== Supplied data ==
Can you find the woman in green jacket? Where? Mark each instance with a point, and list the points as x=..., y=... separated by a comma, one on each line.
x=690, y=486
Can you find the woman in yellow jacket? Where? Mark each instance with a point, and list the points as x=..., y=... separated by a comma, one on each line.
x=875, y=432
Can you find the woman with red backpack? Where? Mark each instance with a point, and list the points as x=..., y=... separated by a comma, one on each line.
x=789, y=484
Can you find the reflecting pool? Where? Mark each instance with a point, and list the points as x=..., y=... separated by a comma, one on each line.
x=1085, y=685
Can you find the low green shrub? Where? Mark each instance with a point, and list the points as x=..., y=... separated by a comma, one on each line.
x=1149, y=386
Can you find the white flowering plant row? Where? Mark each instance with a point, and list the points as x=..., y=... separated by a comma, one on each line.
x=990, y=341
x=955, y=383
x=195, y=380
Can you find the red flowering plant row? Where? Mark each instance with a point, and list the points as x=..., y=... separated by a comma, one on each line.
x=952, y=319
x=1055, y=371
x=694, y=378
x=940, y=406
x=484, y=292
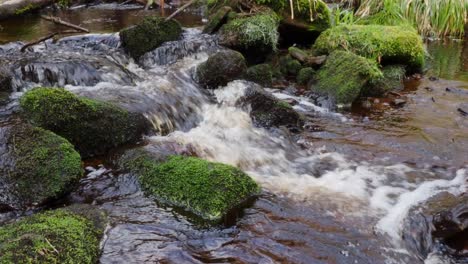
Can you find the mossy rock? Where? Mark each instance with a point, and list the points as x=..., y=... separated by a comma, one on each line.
x=38, y=166
x=305, y=75
x=208, y=189
x=94, y=127
x=261, y=74
x=392, y=80
x=220, y=69
x=289, y=66
x=255, y=36
x=59, y=236
x=148, y=35
x=268, y=111
x=217, y=20
x=387, y=44
x=344, y=76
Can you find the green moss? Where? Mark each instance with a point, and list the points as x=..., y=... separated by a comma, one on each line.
x=344, y=75
x=94, y=127
x=58, y=236
x=392, y=79
x=259, y=31
x=207, y=189
x=388, y=44
x=305, y=75
x=261, y=74
x=148, y=35
x=46, y=166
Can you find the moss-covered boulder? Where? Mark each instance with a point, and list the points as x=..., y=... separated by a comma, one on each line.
x=36, y=166
x=208, y=189
x=344, y=76
x=268, y=111
x=392, y=80
x=220, y=69
x=217, y=20
x=387, y=44
x=94, y=127
x=148, y=35
x=261, y=74
x=305, y=75
x=59, y=236
x=255, y=36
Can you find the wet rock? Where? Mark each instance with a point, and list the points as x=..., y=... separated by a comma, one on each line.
x=392, y=80
x=255, y=36
x=36, y=166
x=345, y=75
x=261, y=74
x=389, y=44
x=217, y=20
x=305, y=75
x=148, y=35
x=268, y=111
x=220, y=69
x=94, y=127
x=463, y=109
x=210, y=190
x=58, y=236
x=439, y=225
x=5, y=80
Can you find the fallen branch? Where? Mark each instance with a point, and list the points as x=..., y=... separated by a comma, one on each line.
x=35, y=42
x=180, y=9
x=57, y=20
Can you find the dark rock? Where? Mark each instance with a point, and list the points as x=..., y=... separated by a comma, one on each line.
x=94, y=127
x=148, y=35
x=217, y=20
x=261, y=74
x=220, y=69
x=267, y=111
x=5, y=80
x=463, y=109
x=36, y=166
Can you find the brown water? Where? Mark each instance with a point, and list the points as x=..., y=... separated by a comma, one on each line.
x=337, y=193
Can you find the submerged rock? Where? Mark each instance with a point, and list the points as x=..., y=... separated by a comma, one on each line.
x=392, y=80
x=255, y=36
x=36, y=166
x=439, y=225
x=267, y=111
x=94, y=127
x=388, y=44
x=59, y=236
x=208, y=189
x=261, y=74
x=345, y=75
x=148, y=35
x=220, y=69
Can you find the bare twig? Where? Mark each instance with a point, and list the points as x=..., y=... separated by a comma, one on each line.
x=64, y=23
x=180, y=9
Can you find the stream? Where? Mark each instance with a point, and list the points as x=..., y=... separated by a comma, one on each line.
x=342, y=191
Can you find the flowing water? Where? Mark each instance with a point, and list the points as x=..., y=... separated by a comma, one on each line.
x=341, y=191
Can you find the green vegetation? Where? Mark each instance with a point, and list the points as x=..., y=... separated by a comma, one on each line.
x=430, y=17
x=58, y=236
x=261, y=74
x=94, y=127
x=386, y=44
x=256, y=32
x=344, y=75
x=148, y=35
x=46, y=165
x=205, y=188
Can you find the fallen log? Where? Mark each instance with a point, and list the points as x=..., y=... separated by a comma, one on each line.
x=10, y=8
x=57, y=20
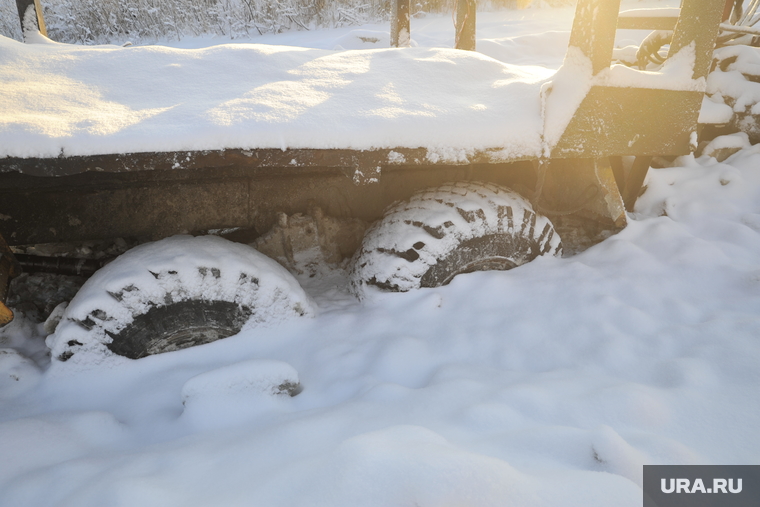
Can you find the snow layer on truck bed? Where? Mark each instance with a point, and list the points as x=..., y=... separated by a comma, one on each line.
x=80, y=100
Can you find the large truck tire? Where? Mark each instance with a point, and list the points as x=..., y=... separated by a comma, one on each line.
x=442, y=232
x=173, y=294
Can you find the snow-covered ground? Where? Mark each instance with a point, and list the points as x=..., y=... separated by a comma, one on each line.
x=547, y=385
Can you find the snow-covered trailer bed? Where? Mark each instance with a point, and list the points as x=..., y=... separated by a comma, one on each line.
x=107, y=142
x=151, y=141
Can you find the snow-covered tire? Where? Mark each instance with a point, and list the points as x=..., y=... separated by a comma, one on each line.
x=173, y=294
x=449, y=230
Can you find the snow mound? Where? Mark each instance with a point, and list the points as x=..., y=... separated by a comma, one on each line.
x=176, y=269
x=18, y=374
x=363, y=39
x=412, y=465
x=108, y=99
x=246, y=378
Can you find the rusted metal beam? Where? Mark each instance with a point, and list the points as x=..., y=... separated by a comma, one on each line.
x=364, y=161
x=631, y=121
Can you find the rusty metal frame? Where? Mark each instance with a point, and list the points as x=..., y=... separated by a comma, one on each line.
x=158, y=194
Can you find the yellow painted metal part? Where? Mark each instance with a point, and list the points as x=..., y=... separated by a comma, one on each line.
x=6, y=314
x=40, y=18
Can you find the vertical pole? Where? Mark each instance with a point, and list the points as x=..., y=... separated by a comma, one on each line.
x=400, y=31
x=9, y=268
x=698, y=24
x=465, y=25
x=31, y=20
x=594, y=28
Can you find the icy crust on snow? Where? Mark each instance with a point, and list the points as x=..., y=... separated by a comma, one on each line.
x=72, y=100
x=434, y=222
x=255, y=376
x=174, y=269
x=730, y=82
x=547, y=385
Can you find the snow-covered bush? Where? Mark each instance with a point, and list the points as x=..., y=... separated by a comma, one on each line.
x=117, y=21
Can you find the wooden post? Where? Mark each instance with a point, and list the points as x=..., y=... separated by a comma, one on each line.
x=400, y=31
x=698, y=23
x=465, y=25
x=23, y=7
x=9, y=268
x=594, y=28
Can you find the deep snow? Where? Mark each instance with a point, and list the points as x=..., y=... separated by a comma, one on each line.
x=547, y=385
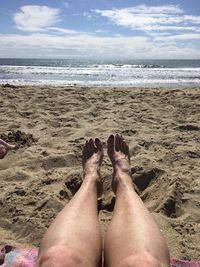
===
◆ **What you need to do**
Rewrite all of the records above, substituting "Indicate every occurrence" for every occurrence of "Mark each instance" and leaving everything else unchanged. Omit the pictures.

◆ **Result of the exercise**
Can you find the woman in green jacket? Where? Indicate every occurrence with a point, and list the points as x=..., y=... separated by a comma, one on each line.
x=690, y=486
Can you find the woman in yellow jacket? Where? Indicate every occurrence with a point, and list the points as x=..., y=... separated by a comma, one on each line.
x=875, y=432
Can you find the woman with red backpack? Where? Indicate every occurrence with a point, and list the points as x=..., y=... separated by a comma, one on each line.
x=789, y=484
Can you find the reflecting pool? Where? Indicate every occurrence with a point, and list the points as x=..., y=... separated by a comma, one on each line.
x=1085, y=685
Can you find the low green shrub? Where? Indicate every occurrence with a point, and list the points as x=..., y=... separated by a comma, one on each line.
x=1149, y=386
Can you find the white flowering plant row? Where? Indicate every occurrence with a point, and list the points as x=..., y=... separated by a comma, one on each line.
x=990, y=341
x=955, y=383
x=195, y=380
Can you find the red flowering plant row? Where? Indicate every occurrence with a point, and list the points as x=..., y=... separated by a comma, one on each line.
x=952, y=319
x=1055, y=371
x=694, y=378
x=940, y=406
x=484, y=292
Can you find the mossy rock? Where? Indicate every occurrence with a point, and list the points as x=..., y=... separated by a comma, one on each line.
x=38, y=166
x=305, y=75
x=208, y=189
x=94, y=127
x=261, y=74
x=392, y=80
x=220, y=69
x=289, y=66
x=255, y=36
x=59, y=236
x=148, y=35
x=268, y=111
x=217, y=20
x=387, y=44
x=344, y=76
Can you find the green moss? Where? Indicate every occurrence with a point, and list the points as x=..., y=... separated by a comma, one on each line.
x=344, y=75
x=94, y=127
x=58, y=236
x=392, y=79
x=259, y=31
x=207, y=189
x=388, y=44
x=305, y=75
x=261, y=74
x=148, y=35
x=46, y=166
Can you find the moss-covered boulder? Where? Indicate every occurrence with a point, and list the points as x=..., y=... separated by a comma, one on each line.
x=36, y=166
x=208, y=189
x=344, y=76
x=268, y=111
x=392, y=80
x=220, y=69
x=217, y=20
x=387, y=44
x=94, y=127
x=148, y=35
x=261, y=74
x=305, y=75
x=59, y=236
x=255, y=36
Can you find the wet rock? Where? Indicate every occurrence with a point, and list the points as x=..., y=... separated by a comma, one on each line.
x=392, y=80
x=255, y=36
x=36, y=166
x=345, y=75
x=261, y=74
x=389, y=44
x=217, y=20
x=305, y=75
x=148, y=35
x=268, y=111
x=220, y=69
x=94, y=127
x=463, y=109
x=210, y=190
x=58, y=236
x=439, y=225
x=5, y=80
Can you find the fallen branch? Where? Indicate every occurrence with a point, and list the points as x=..., y=... separated by a comma, one on each line.
x=35, y=42
x=180, y=9
x=57, y=20
Can you find the dark rock? Where? Indicate every occurrence with a point, and list the points as x=..., y=... separated by a comma, one on each line.
x=94, y=127
x=148, y=35
x=217, y=20
x=261, y=74
x=220, y=69
x=267, y=111
x=5, y=80
x=463, y=109
x=36, y=166
Can you find the brown water? Where? Indicate every occurrence with a point, and list the points as x=..., y=... separated by a comma, one on each line.
x=337, y=193
Can you find the submerged rock? Where? Indicate every occurrence with a point, and list the points as x=..., y=... separated by a comma, one on each line.
x=392, y=80
x=255, y=36
x=36, y=166
x=439, y=225
x=267, y=111
x=94, y=127
x=388, y=44
x=59, y=236
x=208, y=189
x=261, y=74
x=345, y=75
x=148, y=35
x=220, y=69
Can you find the bare twig? Where? Indicate every occurrence with a point, and list the points as x=..., y=... separated by a comma, one on each line.
x=64, y=23
x=180, y=9
Can you find the stream? Where? Indicate every occurrence with a point, and list the points as x=..., y=... separated by a comma, one on each line.
x=342, y=191
Can you find the flowing water? Where? Indicate every occurrence with a point, and list the points as x=..., y=... separated by a comma, one on each line.
x=341, y=191
Can you find the green vegetation? Where? Indicate every occurrence with a point, and list the points as x=..., y=... separated by a comma, one on each line.
x=430, y=17
x=58, y=236
x=261, y=74
x=94, y=127
x=386, y=44
x=256, y=32
x=344, y=75
x=148, y=35
x=46, y=165
x=205, y=188
Can you find the fallen log? Where? Indicate every occurrence with a point, and list the points as x=..., y=... separated by a comma, one on each line.
x=10, y=8
x=57, y=20
Can you find the snow layer on truck bed? Where? Indicate every occurrence with a point, and list the points as x=..., y=... separated by a comma, one on each line.
x=80, y=100
Can you find the large truck tire? Where? Indicate every occurrence with a point, and list the points as x=..., y=... separated by a comma, one on each line.
x=442, y=232
x=173, y=294
Can you find the snow-covered ground? Where? Indicate every occurrence with a point, and list the points as x=..., y=... separated by a comma, one on each line.
x=547, y=385
Can you find the snow-covered trailer bed? Where? Indicate every occurrence with a point, and list the points as x=..., y=... separated by a comma, one on each line.
x=107, y=142
x=151, y=141
Can you find the snow-covered tire? Where? Indicate every occurrence with a point, and list the points as x=..., y=... separated by a comma, one on each line.
x=173, y=294
x=449, y=230
Can you find the snow mound? Where? Indicate every occurrence with a point, and list the points as x=..., y=... separated by a comma, one on each line.
x=176, y=269
x=18, y=374
x=363, y=39
x=412, y=465
x=108, y=99
x=246, y=378
Can you find the rusted metal beam? Where? Indicate every occurrence with a point, and list the points as x=..., y=... separated by a comma, one on each line.
x=364, y=161
x=631, y=121
Can you find the rusty metal frame? Where? Indicate every occurrence with a point, and list the points as x=..., y=... separated by a comma, one on each line.
x=158, y=194
Can you find the yellow painted metal part? Where? Indicate every occurrence with a point, and list the points as x=..., y=... separated by a comma, one on each line.
x=6, y=314
x=40, y=18
Can you find the vertical pole? Where? Indicate every occurrence with a point, and list the points as x=..., y=... separated by a comma, one on each line.
x=400, y=31
x=9, y=268
x=698, y=24
x=465, y=25
x=31, y=20
x=594, y=28
Can you find the icy crust on snow? Where? Indicate every occurrence with a point, and list the points as x=..., y=... separated by a comma, one on each line.
x=72, y=100
x=434, y=222
x=255, y=376
x=174, y=269
x=730, y=82
x=547, y=385
Can you find the snow-covered bush? Where? Indicate every occurrence with a point, and list the points as x=..., y=... separated by a comma, one on each line.
x=117, y=21
Can you find the wooden post? Where? Indicate every occurrence with a point, and list the points as x=..., y=... separated by a comma, one on each line.
x=400, y=31
x=698, y=23
x=465, y=25
x=23, y=7
x=9, y=268
x=594, y=28
Can you find the deep snow? Where? Indicate every occurrence with a point, and list the points as x=..., y=... separated by a comma, one on each line.
x=547, y=385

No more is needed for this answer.